→ **Exercise**: Only the lines containing the string "segment" are needed; copy all of them from the listing.

→ **Material for the task**:
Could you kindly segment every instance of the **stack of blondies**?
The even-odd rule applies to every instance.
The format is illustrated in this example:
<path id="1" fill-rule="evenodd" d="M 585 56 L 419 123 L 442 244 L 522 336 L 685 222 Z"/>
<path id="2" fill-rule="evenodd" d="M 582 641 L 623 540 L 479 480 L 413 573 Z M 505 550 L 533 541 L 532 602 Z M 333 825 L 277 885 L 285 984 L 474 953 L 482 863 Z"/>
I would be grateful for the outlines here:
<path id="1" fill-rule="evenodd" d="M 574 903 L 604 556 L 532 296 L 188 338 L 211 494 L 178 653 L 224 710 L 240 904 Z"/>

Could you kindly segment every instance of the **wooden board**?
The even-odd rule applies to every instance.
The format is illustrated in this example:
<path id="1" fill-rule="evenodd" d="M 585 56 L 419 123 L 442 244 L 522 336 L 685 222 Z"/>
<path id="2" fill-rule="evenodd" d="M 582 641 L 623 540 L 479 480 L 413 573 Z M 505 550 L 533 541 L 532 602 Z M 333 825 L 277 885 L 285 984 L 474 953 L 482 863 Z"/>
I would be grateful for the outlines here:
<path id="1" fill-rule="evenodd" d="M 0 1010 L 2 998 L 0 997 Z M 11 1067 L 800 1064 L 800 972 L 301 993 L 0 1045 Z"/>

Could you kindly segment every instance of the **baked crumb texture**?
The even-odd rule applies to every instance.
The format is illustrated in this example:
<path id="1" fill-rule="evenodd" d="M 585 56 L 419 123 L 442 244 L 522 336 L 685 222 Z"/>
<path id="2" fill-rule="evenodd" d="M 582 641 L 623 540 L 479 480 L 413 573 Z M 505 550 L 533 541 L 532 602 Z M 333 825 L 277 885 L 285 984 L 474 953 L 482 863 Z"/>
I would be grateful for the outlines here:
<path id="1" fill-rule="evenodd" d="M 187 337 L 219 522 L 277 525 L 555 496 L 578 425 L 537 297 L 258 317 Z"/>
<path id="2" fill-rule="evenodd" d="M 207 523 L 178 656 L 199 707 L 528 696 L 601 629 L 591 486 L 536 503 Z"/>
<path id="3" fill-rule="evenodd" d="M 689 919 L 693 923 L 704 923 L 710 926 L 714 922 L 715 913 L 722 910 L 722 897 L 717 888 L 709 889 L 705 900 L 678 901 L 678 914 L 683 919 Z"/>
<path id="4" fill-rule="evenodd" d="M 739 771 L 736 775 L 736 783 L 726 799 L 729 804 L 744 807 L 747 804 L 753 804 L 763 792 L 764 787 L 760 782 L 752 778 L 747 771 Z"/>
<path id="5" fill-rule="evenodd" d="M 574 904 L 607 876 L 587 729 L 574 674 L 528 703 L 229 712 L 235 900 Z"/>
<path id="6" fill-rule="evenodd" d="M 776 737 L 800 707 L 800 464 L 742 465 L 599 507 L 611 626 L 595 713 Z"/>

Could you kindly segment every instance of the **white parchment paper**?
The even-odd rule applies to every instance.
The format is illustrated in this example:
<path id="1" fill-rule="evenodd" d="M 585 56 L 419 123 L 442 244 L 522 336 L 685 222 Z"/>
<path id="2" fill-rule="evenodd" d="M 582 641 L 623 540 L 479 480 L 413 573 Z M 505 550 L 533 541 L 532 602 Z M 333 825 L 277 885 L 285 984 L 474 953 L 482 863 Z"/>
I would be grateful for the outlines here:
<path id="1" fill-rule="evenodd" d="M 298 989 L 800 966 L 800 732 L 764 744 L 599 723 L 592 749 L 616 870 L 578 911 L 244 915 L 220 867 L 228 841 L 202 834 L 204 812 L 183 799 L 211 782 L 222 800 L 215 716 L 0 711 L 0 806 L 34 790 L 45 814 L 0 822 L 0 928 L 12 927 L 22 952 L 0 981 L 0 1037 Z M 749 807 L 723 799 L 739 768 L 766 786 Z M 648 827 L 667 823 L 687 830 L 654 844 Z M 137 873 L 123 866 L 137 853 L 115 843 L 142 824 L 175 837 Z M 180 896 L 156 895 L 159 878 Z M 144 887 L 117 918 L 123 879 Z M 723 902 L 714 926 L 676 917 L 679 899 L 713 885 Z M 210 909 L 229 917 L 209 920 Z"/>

→ **Task result**:
Could you kindly segment every instance of the **stack of blondies**?
Could you kindly segment every instance of the **wooden board**?
Could you kindly segment every instance of the **baked crumb texture**?
Could you kindly segment every instance of the **white parchment paper**?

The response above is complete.